**Records for the exercise**.
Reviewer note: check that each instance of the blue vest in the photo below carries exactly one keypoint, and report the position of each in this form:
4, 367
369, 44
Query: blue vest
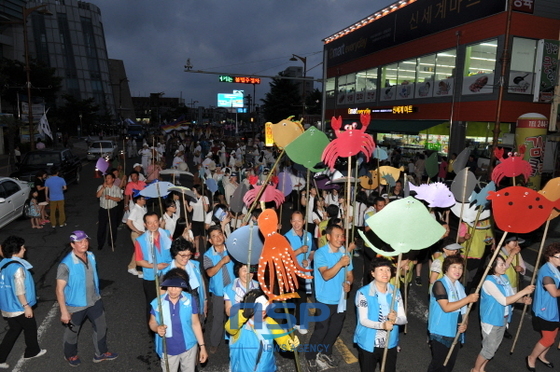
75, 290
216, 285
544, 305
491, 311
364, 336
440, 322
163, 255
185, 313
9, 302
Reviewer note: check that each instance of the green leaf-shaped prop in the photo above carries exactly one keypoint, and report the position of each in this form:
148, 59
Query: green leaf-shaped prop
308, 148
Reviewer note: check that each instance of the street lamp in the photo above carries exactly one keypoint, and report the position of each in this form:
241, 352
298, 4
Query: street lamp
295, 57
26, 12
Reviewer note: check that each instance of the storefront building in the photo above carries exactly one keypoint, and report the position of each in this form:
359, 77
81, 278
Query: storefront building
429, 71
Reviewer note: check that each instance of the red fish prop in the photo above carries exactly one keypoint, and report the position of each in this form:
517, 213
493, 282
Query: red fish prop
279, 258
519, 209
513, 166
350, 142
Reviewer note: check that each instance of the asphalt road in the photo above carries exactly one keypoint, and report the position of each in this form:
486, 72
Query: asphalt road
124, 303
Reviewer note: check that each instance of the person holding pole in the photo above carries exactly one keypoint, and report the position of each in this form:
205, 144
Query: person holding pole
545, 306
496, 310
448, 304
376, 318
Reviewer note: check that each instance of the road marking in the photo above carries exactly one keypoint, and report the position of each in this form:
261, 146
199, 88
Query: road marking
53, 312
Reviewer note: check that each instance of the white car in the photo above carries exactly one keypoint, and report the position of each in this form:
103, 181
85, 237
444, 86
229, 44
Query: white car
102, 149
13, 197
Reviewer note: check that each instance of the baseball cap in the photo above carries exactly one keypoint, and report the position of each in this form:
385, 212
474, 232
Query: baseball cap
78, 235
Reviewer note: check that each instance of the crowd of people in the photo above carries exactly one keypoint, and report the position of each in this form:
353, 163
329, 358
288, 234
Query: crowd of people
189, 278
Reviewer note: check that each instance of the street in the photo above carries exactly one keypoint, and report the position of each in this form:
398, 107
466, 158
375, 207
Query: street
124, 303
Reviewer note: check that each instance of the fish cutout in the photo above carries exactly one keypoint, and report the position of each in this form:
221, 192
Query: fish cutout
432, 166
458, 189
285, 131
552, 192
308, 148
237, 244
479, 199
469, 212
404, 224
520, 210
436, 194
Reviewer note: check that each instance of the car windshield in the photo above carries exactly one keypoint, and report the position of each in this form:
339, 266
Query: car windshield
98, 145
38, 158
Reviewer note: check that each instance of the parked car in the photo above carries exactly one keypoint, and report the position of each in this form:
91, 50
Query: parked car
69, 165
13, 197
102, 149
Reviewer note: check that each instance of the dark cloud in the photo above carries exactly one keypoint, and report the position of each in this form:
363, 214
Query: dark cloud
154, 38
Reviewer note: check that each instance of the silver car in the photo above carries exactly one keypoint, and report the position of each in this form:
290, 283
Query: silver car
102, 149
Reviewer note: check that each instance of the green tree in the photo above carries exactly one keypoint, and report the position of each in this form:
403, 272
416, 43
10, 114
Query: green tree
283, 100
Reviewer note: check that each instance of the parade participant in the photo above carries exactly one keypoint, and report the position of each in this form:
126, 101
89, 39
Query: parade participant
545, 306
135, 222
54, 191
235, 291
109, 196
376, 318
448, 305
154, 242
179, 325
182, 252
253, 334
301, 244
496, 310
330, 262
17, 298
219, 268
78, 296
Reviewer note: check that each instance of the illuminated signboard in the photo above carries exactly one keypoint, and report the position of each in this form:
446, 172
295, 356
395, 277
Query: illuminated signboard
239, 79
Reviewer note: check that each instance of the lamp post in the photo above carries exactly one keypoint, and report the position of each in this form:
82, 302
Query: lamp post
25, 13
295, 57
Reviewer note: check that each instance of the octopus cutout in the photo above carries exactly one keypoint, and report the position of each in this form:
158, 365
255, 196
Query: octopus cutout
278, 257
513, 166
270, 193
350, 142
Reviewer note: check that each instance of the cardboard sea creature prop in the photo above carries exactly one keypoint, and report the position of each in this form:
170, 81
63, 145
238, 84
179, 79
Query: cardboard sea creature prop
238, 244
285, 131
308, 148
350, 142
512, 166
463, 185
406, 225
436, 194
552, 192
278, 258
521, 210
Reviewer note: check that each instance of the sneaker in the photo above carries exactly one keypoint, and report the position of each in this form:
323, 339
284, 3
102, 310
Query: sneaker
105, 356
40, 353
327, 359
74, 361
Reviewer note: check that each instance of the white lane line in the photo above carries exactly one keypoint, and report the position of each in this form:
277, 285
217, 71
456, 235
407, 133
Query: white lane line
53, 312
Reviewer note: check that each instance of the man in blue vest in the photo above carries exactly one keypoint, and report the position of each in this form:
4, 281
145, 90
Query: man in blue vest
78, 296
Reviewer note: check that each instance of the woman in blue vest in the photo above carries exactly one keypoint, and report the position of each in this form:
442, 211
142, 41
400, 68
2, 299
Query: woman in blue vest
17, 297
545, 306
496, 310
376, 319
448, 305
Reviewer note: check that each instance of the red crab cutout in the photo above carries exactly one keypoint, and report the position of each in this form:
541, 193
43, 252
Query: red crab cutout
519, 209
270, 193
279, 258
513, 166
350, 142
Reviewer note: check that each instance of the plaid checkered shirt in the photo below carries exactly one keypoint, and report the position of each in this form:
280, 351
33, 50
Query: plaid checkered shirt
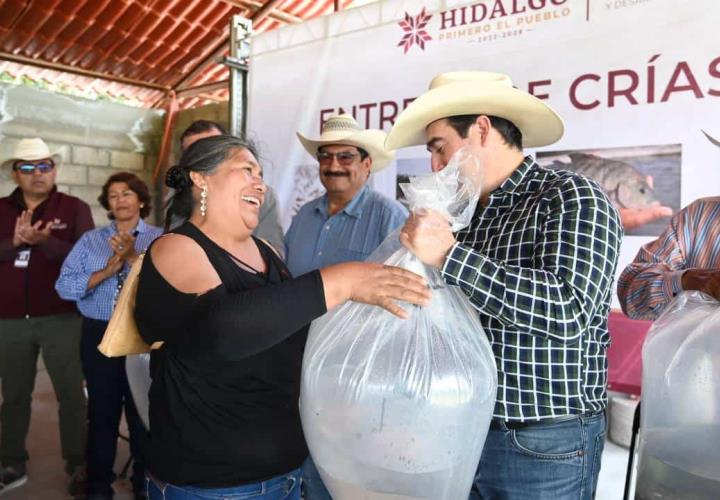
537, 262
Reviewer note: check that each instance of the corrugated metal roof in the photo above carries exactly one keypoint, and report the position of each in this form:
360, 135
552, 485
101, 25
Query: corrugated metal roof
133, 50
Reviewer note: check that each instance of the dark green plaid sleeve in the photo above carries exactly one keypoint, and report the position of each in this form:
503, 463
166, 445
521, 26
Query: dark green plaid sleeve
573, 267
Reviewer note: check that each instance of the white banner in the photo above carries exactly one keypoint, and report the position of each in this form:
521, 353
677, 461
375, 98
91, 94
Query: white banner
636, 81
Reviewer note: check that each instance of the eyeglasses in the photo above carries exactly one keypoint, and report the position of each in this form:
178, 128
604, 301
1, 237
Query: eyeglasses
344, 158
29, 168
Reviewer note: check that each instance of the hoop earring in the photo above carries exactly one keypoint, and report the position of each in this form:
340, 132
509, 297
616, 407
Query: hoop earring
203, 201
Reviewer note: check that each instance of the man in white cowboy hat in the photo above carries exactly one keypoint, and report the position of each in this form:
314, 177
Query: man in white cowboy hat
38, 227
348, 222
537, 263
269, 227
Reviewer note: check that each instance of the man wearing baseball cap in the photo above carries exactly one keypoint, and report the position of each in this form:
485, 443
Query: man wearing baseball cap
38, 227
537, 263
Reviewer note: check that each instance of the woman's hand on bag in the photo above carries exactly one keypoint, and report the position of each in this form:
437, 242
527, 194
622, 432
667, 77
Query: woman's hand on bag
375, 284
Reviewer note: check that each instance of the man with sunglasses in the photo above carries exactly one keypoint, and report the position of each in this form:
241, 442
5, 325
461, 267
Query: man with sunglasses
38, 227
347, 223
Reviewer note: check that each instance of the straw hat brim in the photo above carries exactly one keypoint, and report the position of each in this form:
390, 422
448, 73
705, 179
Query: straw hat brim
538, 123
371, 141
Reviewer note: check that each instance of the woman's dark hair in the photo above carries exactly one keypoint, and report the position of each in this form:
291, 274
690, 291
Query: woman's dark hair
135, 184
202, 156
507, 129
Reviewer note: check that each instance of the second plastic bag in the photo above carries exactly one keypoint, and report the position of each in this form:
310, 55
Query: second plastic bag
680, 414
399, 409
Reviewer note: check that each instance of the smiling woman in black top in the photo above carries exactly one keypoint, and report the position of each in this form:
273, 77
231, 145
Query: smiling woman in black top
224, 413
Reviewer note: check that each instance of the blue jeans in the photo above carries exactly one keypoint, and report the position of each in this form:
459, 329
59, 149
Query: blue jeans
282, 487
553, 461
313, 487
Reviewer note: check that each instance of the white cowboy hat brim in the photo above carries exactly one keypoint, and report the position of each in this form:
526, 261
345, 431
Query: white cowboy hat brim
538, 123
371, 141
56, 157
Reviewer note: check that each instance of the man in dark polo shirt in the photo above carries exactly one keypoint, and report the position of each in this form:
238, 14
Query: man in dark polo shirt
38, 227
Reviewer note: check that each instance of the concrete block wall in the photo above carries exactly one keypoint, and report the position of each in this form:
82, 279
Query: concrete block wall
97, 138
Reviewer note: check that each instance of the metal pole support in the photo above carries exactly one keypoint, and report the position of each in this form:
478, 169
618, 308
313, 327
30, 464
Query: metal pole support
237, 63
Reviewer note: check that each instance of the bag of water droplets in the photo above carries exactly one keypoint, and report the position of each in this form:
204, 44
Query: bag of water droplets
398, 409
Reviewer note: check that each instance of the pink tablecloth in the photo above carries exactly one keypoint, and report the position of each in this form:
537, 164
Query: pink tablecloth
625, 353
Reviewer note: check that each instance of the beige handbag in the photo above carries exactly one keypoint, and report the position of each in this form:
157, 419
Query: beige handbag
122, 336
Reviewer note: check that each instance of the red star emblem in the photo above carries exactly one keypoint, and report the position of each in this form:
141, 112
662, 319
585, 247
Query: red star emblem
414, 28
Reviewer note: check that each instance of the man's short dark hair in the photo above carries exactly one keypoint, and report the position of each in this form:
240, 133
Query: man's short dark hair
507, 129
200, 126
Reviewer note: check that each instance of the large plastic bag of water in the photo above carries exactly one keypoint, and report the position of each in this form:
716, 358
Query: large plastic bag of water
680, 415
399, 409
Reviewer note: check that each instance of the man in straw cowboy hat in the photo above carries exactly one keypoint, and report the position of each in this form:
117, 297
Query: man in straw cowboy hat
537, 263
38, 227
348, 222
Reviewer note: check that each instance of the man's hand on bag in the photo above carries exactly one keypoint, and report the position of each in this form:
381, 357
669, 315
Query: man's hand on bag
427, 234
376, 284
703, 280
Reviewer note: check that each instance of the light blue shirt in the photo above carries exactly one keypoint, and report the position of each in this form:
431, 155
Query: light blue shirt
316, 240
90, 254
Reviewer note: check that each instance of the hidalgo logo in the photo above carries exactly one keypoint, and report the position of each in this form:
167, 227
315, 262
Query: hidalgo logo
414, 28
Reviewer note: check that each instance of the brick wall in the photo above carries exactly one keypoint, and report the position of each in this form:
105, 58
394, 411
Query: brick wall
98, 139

**Exercise**.
Say how many lines in the listing above include the word "below". Nothing but the number is needed.

**Solution to this exercise**.
2